**WHAT THE TASK ASKS:**
How many lines in the records below contain the word "fingernail", matching case exactly? Give only the number.

* Begin WORKING DATA *

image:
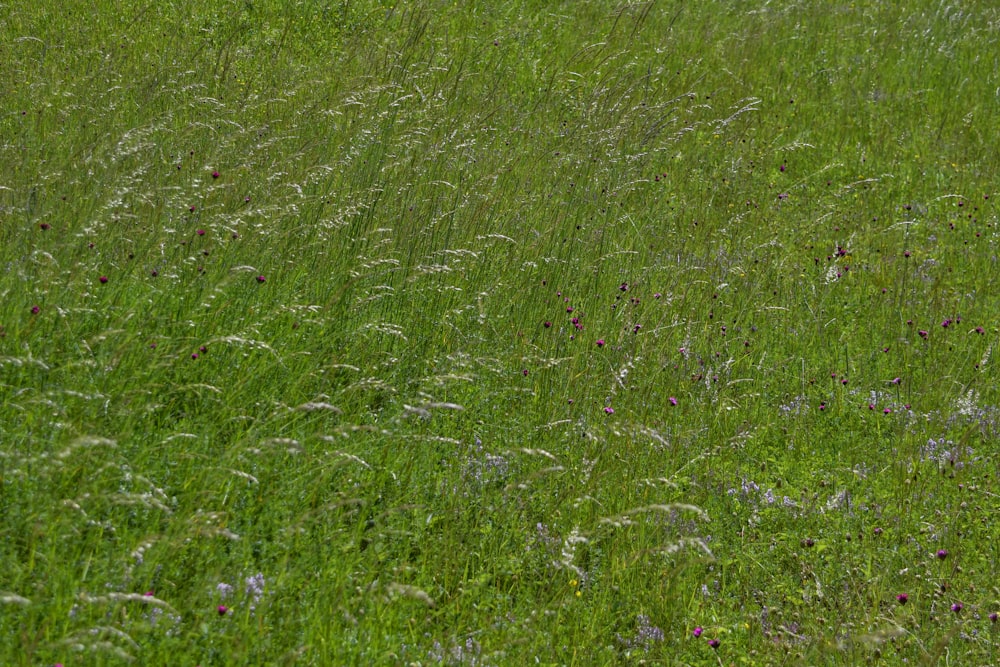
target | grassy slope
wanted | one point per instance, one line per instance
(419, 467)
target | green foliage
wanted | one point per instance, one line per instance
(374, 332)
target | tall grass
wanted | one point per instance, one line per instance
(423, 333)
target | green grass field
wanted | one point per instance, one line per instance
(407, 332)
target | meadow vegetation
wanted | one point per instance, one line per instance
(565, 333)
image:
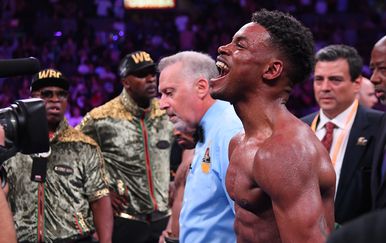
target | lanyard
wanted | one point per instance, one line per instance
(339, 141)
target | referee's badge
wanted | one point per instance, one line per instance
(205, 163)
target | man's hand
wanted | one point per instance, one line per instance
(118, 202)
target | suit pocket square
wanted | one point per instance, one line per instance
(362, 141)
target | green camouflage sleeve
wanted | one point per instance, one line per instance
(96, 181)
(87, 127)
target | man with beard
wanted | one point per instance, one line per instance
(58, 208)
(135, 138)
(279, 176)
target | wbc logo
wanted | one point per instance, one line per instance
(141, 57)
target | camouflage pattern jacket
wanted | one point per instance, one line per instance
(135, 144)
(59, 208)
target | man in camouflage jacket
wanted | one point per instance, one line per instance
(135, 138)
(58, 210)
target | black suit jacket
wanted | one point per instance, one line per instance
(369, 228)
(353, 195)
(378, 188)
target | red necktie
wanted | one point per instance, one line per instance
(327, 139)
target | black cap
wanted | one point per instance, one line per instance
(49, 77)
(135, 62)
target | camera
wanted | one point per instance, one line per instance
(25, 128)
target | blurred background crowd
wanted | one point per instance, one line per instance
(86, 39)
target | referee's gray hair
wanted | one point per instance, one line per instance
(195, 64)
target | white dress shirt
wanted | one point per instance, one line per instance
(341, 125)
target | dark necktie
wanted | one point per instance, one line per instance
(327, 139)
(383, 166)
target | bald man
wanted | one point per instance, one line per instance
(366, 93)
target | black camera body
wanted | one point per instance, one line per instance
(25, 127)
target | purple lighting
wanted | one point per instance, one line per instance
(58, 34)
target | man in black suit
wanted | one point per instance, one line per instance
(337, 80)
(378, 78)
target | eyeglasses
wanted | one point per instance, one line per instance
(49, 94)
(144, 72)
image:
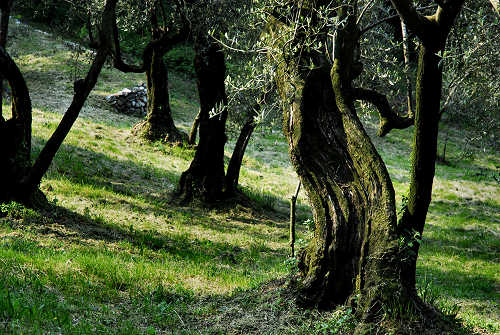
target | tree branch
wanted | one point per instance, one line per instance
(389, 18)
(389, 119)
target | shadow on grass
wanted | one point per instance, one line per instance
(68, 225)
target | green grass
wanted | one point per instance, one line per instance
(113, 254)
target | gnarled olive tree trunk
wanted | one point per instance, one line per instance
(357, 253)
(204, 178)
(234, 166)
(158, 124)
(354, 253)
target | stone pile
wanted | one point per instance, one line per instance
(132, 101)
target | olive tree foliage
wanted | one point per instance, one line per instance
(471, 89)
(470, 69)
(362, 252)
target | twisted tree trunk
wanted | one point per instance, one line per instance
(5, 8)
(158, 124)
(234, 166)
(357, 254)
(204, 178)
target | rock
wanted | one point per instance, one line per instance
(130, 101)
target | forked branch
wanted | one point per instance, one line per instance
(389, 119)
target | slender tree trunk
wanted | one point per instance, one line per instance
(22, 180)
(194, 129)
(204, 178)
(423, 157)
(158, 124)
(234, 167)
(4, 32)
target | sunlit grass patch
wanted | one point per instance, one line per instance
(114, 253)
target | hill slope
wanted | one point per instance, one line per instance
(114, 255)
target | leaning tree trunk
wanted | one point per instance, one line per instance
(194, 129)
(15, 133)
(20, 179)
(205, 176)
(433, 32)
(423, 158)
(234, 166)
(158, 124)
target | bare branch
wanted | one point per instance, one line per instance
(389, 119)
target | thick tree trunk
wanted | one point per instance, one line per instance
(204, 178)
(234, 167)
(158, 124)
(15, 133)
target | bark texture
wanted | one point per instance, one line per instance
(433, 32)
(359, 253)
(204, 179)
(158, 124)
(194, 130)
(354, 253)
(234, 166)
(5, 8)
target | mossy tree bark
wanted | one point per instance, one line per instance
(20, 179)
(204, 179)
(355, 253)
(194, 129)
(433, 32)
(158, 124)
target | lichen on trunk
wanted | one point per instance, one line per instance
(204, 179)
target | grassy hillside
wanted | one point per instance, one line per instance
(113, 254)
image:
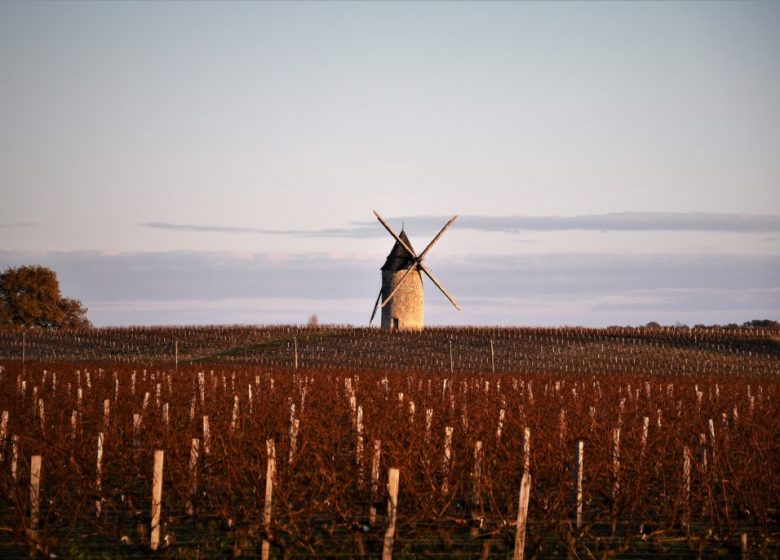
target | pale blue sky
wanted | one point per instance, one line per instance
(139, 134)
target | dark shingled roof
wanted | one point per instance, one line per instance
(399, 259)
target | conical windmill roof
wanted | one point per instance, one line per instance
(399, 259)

* End WORKING DATA *
* Begin WORKING DATA *

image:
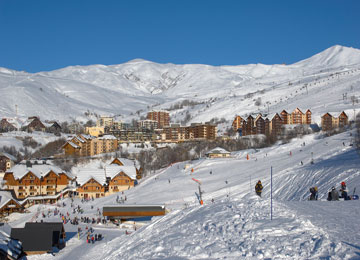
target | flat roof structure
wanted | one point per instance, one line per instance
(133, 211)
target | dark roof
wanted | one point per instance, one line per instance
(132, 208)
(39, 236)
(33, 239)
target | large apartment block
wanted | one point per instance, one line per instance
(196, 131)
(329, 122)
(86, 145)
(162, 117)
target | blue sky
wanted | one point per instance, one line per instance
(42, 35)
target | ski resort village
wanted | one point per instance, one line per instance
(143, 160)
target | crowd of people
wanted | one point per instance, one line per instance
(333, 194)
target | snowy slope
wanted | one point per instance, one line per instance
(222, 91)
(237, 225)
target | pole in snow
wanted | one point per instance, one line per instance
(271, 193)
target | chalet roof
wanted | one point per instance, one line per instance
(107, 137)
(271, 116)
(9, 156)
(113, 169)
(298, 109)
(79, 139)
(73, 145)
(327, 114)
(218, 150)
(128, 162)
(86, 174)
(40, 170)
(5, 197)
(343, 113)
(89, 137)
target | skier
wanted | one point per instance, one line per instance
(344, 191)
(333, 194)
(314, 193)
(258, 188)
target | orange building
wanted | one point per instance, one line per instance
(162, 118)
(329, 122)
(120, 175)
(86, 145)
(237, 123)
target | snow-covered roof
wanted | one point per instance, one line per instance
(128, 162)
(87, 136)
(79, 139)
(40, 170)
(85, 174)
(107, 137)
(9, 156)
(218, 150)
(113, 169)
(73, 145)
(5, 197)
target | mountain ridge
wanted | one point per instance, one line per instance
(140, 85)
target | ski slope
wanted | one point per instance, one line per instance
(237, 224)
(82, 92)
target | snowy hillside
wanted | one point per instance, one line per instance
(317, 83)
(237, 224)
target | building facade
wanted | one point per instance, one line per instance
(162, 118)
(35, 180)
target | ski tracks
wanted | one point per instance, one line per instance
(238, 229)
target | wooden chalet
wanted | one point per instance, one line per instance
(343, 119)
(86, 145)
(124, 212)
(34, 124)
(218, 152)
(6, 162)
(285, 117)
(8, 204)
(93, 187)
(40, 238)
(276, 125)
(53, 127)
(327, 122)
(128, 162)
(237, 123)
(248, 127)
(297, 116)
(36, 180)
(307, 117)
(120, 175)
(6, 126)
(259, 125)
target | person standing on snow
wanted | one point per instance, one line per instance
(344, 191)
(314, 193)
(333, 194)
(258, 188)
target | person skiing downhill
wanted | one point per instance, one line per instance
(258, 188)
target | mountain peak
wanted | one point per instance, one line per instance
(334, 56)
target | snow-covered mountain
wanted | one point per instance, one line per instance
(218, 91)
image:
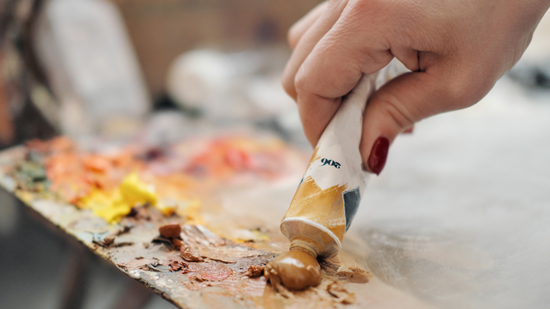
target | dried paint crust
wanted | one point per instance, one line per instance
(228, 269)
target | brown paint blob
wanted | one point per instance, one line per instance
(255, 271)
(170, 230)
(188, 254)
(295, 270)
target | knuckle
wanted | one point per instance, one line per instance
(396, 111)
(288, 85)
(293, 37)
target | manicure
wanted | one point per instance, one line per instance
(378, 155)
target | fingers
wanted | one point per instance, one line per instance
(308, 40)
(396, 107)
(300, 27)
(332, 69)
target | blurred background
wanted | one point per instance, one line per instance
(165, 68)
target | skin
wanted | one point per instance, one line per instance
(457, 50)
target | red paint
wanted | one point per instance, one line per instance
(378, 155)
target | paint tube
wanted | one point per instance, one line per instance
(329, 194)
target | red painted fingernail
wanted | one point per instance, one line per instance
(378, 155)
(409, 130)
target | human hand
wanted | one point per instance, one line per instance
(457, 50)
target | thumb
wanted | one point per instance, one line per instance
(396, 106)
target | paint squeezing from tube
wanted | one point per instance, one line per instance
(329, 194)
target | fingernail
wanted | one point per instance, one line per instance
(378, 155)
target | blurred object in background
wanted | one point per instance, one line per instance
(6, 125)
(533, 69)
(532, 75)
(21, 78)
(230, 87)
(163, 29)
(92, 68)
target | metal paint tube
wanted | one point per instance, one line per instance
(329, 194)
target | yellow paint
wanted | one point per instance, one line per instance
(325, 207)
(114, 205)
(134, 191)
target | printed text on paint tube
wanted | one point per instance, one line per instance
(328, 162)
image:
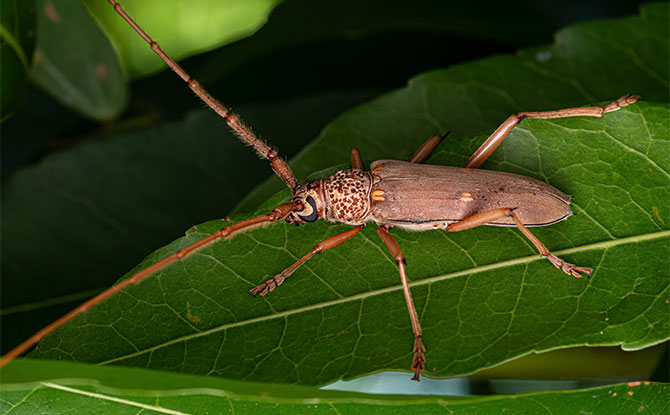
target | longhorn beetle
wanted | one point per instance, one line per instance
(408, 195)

* End WORKING DATA *
* Begin WORKING DATA *

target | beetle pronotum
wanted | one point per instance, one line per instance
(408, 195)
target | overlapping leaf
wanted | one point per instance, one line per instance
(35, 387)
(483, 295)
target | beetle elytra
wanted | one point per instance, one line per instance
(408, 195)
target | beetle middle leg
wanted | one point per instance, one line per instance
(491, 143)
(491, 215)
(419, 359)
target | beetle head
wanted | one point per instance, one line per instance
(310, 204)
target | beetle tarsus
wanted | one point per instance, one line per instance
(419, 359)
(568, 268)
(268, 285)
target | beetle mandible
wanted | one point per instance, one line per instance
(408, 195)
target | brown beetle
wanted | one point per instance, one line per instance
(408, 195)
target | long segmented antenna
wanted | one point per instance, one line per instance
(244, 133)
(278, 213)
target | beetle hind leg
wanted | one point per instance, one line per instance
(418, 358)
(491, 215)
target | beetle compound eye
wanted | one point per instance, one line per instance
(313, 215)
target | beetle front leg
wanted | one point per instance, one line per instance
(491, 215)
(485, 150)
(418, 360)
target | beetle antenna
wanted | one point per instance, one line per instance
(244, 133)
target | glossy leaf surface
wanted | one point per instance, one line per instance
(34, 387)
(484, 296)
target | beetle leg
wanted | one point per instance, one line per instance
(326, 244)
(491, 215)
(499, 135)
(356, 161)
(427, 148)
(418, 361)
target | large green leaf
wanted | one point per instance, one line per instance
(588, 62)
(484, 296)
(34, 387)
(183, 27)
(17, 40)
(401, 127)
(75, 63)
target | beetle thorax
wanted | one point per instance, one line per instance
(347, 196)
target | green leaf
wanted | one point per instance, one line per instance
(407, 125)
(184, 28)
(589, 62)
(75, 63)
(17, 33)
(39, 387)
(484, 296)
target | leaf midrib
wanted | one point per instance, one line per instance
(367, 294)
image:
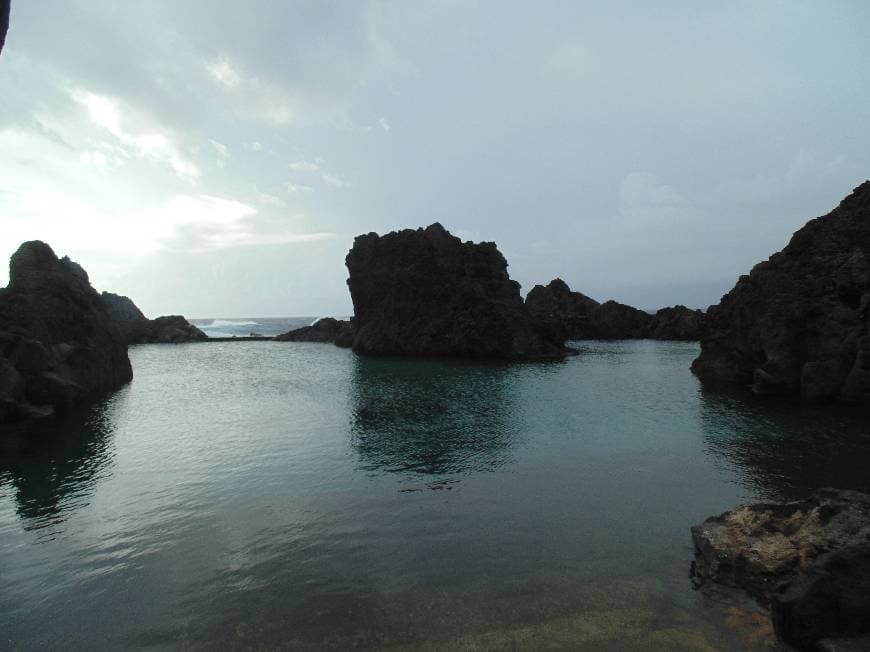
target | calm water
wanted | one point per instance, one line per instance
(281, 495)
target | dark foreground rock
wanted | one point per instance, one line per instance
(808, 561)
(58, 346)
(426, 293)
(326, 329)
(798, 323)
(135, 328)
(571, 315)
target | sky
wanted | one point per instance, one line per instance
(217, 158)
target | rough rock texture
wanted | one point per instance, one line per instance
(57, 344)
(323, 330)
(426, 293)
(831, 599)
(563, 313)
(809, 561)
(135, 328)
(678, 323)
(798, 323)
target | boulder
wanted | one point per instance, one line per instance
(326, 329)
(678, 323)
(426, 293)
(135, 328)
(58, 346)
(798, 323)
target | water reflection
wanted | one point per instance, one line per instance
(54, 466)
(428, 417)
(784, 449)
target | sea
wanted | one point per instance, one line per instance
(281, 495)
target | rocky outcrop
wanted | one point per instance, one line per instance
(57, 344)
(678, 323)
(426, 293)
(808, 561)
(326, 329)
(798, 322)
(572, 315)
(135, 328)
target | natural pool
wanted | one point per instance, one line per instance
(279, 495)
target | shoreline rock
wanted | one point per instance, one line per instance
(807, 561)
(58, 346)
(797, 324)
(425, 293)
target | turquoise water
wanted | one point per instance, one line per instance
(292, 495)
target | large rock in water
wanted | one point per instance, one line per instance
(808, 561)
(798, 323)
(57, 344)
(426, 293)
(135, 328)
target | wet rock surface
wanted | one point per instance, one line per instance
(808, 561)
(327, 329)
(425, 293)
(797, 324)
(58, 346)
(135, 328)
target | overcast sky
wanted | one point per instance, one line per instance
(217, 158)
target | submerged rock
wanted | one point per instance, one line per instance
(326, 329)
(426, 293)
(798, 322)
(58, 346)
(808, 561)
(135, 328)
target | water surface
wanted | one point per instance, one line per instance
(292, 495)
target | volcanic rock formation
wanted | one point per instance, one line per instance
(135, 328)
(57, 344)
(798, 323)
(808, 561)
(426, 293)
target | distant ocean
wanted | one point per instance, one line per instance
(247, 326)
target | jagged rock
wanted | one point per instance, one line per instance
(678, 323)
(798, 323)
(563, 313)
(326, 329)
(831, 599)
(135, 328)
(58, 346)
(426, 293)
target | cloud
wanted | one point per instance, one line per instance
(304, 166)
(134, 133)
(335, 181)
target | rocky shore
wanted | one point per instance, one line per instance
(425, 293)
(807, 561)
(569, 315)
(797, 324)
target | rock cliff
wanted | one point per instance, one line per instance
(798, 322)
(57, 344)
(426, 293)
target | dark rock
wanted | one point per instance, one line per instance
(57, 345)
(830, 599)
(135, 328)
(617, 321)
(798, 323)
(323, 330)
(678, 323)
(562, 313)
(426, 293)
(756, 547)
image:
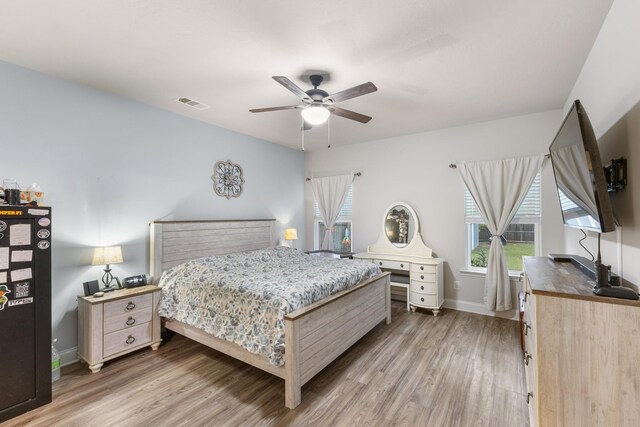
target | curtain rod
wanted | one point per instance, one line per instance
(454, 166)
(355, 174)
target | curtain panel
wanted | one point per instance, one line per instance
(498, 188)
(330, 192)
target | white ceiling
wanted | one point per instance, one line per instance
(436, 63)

* End WORKING DATA *

**SOLUTION FOR THIS EXERCISE:**
2